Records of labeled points

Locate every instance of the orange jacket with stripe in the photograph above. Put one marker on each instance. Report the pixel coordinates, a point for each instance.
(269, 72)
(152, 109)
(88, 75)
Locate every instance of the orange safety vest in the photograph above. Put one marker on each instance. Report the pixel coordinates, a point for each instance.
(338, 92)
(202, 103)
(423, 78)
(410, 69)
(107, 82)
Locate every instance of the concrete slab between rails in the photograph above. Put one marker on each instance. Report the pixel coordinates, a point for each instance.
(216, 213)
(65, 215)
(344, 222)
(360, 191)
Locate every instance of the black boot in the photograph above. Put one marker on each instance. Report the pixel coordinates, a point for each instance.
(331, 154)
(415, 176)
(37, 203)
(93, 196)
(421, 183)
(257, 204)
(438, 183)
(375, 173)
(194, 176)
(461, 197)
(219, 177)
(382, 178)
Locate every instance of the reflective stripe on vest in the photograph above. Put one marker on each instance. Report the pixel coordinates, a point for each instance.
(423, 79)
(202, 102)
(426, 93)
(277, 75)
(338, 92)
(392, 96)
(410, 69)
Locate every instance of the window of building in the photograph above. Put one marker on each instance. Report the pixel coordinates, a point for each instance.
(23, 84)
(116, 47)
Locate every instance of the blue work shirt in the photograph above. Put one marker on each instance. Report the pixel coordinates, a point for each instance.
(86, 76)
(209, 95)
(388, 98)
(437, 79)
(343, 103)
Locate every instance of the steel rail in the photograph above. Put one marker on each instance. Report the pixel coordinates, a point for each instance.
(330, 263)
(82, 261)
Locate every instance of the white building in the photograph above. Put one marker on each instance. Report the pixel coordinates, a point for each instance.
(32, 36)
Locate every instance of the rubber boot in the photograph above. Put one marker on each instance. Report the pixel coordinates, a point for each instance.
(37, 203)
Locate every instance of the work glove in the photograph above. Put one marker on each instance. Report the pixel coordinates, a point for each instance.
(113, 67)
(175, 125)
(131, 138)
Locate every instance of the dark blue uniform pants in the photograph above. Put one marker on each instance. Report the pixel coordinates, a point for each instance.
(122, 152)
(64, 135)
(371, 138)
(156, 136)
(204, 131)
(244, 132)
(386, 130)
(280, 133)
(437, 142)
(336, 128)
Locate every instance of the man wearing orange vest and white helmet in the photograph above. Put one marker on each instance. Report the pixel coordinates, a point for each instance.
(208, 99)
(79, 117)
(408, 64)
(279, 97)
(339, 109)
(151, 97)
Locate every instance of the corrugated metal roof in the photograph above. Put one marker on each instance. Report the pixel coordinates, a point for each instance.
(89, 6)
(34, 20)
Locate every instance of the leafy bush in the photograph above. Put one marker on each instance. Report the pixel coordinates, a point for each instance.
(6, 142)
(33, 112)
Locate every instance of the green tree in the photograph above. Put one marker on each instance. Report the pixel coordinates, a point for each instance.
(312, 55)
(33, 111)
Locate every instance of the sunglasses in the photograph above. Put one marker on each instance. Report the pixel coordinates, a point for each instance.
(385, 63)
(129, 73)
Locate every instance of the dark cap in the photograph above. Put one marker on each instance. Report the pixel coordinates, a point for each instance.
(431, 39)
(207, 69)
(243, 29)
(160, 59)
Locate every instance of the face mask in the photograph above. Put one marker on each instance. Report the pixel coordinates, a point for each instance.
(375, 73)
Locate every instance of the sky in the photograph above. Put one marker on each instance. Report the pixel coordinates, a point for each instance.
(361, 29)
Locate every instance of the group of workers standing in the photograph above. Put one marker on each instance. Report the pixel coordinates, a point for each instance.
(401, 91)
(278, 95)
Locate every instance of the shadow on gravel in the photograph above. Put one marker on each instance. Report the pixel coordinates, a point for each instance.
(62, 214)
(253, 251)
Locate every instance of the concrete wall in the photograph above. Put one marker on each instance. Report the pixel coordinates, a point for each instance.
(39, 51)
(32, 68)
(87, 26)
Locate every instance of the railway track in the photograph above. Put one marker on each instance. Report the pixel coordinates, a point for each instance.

Exercise aim:
Your task is to repeat every line exactly.

Exercise response:
Locate every instance of the orange jacket with stripe in the photograph above. Put one marker on each instance. Report the pixel coordinates, a point for each instance.
(269, 72)
(152, 109)
(88, 75)
Locate every instance of the orange safety vest in the photograph above. Put one marker on each instance. Report the pixel coordinates, a point for each instance.
(338, 92)
(202, 103)
(423, 78)
(410, 69)
(107, 82)
Locate every instance of the concrete slab between rails in the photograph above. Put one marker on each instance. Report the pixel coordinates, a point for each instance.
(216, 213)
(65, 215)
(344, 222)
(360, 191)
Locate every instance of the black boot in the photograph above. Put one marker on each instance. Report the pixel coordinates, a point for each instance.
(331, 154)
(415, 176)
(37, 203)
(93, 196)
(421, 183)
(257, 204)
(438, 183)
(375, 173)
(194, 176)
(461, 197)
(219, 177)
(382, 178)
Locate every instance of the reflective stripe on vest in the photograph above. Put one marker on each instance. Report the pixel coordinates, a point for each instance.
(423, 79)
(202, 102)
(426, 93)
(277, 75)
(338, 92)
(392, 96)
(410, 69)
Locate every instance of the window of building in the photograph above. Put one marker on each instance. Report the pixel coordinates, a point for each instance.
(23, 84)
(116, 47)
Locate every instance of the blue work shirt in the photograph above. Put one marker on each instance. Report the pixel coordinates, a point for each instance.
(86, 76)
(209, 95)
(388, 98)
(437, 79)
(343, 103)
Locate every instance of the steel rail in the photograph above. Put one marker on each instance. Report the pixel coordinates, a point for each instance.
(330, 263)
(82, 261)
Locate every instance of the white building in the photograph above. Put one marker on each instance. Report the pixel coordinates, a point for each instance.
(32, 36)
Locate every instance of the rubber boot in the photograph above. Put one marker on each instance. Report the pixel coordinates, a point for each instance.
(37, 203)
Locate every instance of the work glove in the photograph above. Put one marker on each instance. Report the pixel coordinates, a point for each instance.
(113, 67)
(175, 125)
(131, 138)
Locate every instance of the dark blue uniform pants in the photograph above. Put one marker on each instance. Report the pixel coordinates, a point for each instance.
(122, 152)
(64, 135)
(371, 138)
(156, 136)
(204, 131)
(244, 132)
(386, 130)
(280, 133)
(437, 142)
(336, 128)
Locate every instance of the man wearing orange vest and white helmet in the photograph above. Put one marker on each instance. Report the pixel coordinates, a point for each instance.
(208, 99)
(79, 117)
(408, 64)
(279, 97)
(339, 109)
(151, 97)
Locate every instance of the corrugated metal roof in the photograph above. Put one marker on each instance. Report the pixel coordinates, a point for each instance.
(89, 6)
(34, 20)
Locate every instance of the leafy bush in the photograph above. Put one marker on each instance. Report the pixel coordinates, a point for each instance.
(6, 142)
(33, 112)
Locate every instance of the green tree in the photograph above. Put one marker on each instance. Report the pixel coordinates, a point for each instance.
(312, 55)
(33, 111)
Locate every instance of the sunglasses in the photograph above. Put one marker on each instance. Report the pixel coordinates, a point for each instance.
(385, 63)
(129, 73)
Locate every instance of the dark cap in the photograph above. Put one marker on each instance. Report the pixel coordinates, a point for each instance.
(431, 39)
(207, 69)
(243, 29)
(160, 59)
Locate every instance of the face mask in the photograph above. Put one marker on each instance. Report the pixel coordinates, a point for each instance.
(375, 73)
Locate every instance of the sky in the photograph above. Put one marker on each instance. Report the pixel coordinates, a point for each instance.
(361, 29)
Locate every instance of the group of workers standing in the photograph above. Put one marker on each instance. Report the pixel coordinates, a point for each instance.
(401, 91)
(278, 95)
Locate every instance of the shadow on gravel in the photograph above. Put one marker on each instance. Report the pixel coordinates, a point for each instance.
(62, 214)
(253, 251)
Locate every instance of the concrete wall in the photograph above. Put one marker on each instance. Report the pixel coordinates, a point for each instance.
(39, 51)
(32, 68)
(87, 26)
Locate every instance of the railway track in the photograph above. Put one marker on each instance. Report the pixel coordinates, a point for each instance.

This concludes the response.